**Kutipan Sumber**
· · · · ·
Justru gelar Syaikh lah yang dikenakan pada ulama Betawi, walaupun 
memang adanya di Makkah, sebagaimana dipaparkan oleh Ridwan Saidi:
   “Jika seluruh bangsa Indonesia yang tinggal merantau di 
Jakarta di zaman penjajahan itu berkejar mencari kemegahan di sisi 
bangsa Belanda yang menjajah, mengembara ke negari Belanda, namun si 
anak Betawi berduyun-duyun pergi ke Mekah. Bukan berduyun ke negeri  
Belanda. Sampai di Mekah mereka bukan semata-mata jadi babu atau khadam  yang duduk di tingkat bawah, melainkan  –sekurang-kurangnya—menjadi orang menengah (middenstand) yang
 berpengaruh. Saya teringat ketika perjanjian penyerahan Raja Ali anak 
Raja Husin, raja negeri Mekah yang diserang oleh Raja Ibnu Saud tahun 
1925, ketika kota Jeddah sudah dikepung lama sekali, akhirnya Raja Ali 
mengaku kalah dan diadakan delegasi pendamai kedua belah pihak. Setengah
 dari syarat-syarat yang dikemukakan oleh Raja Ali ialah supaya beberapa
 orang besar dan ternama yang jadi hidup bertalian erat dengan Baginda 
(Raja Ali, pen) dibebasakan. Di antaranya ialah beberapa nama yang di 
ujung nama itu disebut “:Betawi”: Syaikh Abdullah Betawi, Syaikh Ahmad 
Betawi, Syaikh Sa’id Betawi. Keturunan keluarga Betawi itu masih ada 
sampai sekarang (1994, pen)  dalam perlindungan Kerajaan Saudi Arabi, 
baik di Mekah maupun Jeddah.[8]   
 Dari sini bisa difahami bahwa sebutan Kiyai untuk ulama sebenarnya di 
kalangan kaum Betawi kurang membudaya. Hanya saja dalam perkembangannya 
sebutan Kiyai itu memasyarakat pula sejak pemerintahan Soeharto yang 
sejak awal tampak menonjolkan budaya Jawa terutama yang berbau Kejawen, 
hingga nama ruangan-ruangan di gedung DPR/MPR pun diganti dengan nama 
dari bahasa Jawa Kuno atau bahkan Sansekerta dari India atau Hindu. 
Misalnya ruang Wirashaba dan sebagainya yang sulit dimengerti oleh 
masyarakat. Maka istilah Kiyai  untuk sebutan ulama pun yang asalnya 
hanya dipakai di Jawa lalu dinasionalkan atau menjadi istilah nasional.
· · · · ·
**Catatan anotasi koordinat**
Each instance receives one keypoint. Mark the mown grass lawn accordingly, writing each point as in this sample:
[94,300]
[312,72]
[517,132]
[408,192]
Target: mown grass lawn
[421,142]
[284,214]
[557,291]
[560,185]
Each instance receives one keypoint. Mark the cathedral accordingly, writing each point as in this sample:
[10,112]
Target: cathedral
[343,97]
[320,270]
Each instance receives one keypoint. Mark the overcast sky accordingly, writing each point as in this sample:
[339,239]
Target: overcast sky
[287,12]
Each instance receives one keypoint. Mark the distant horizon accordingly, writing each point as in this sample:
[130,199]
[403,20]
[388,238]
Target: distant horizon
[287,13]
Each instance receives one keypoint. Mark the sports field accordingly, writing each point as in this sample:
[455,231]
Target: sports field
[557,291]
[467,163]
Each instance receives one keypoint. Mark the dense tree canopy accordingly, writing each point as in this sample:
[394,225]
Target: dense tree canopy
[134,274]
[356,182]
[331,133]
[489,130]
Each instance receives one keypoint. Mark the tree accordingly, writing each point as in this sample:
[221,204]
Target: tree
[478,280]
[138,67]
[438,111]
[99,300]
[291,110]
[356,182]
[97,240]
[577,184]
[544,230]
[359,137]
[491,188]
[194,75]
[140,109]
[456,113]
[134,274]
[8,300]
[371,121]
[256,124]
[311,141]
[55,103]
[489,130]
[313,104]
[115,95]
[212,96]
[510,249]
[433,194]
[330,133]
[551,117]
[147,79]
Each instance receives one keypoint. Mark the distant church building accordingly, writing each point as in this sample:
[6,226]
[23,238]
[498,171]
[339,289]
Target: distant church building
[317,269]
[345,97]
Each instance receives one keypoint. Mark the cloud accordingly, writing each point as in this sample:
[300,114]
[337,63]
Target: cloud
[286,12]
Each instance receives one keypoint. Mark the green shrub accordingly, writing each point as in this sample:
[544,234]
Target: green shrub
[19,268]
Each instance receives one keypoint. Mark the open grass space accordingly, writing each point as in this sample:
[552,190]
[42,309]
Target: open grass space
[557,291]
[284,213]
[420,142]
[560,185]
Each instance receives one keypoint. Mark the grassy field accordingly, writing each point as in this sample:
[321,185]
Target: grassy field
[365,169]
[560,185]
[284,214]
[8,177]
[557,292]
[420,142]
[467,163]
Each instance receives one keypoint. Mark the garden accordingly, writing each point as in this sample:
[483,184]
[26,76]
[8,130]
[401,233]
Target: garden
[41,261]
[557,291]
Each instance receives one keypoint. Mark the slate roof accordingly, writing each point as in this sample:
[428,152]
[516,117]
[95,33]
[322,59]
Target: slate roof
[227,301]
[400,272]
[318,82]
· · · · ·
**Langkah Pengerjaan**
1. Kembalikan bagian kutipan tentang ulama Betawi yang dimulai dengan "Misalnya ruang Wirashaba" dan berlanjut sampai "menjadi istilah nasional.", tanpa mengubah satu kata pun.
2. Sebutkan semua nama bergelar Syaikh yang tercantum dalam kutipan tentang ulama Betawi.

**Hasil Akhir**
1.
Misalnya ruang Wirashaba dan sebagainya yang sulit dimengerti oleh 
masyarakat. Maka istilah Kiyai  untuk sebutan ulama pun yang asalnya 
hanya dipakai di Jawa lalu dinasionalkan atau menjadi istilah nasional.

2. Syaikh Abdullah Betawi, Syaikh Ahmad Betawi, Syaikh Sa’id Betawi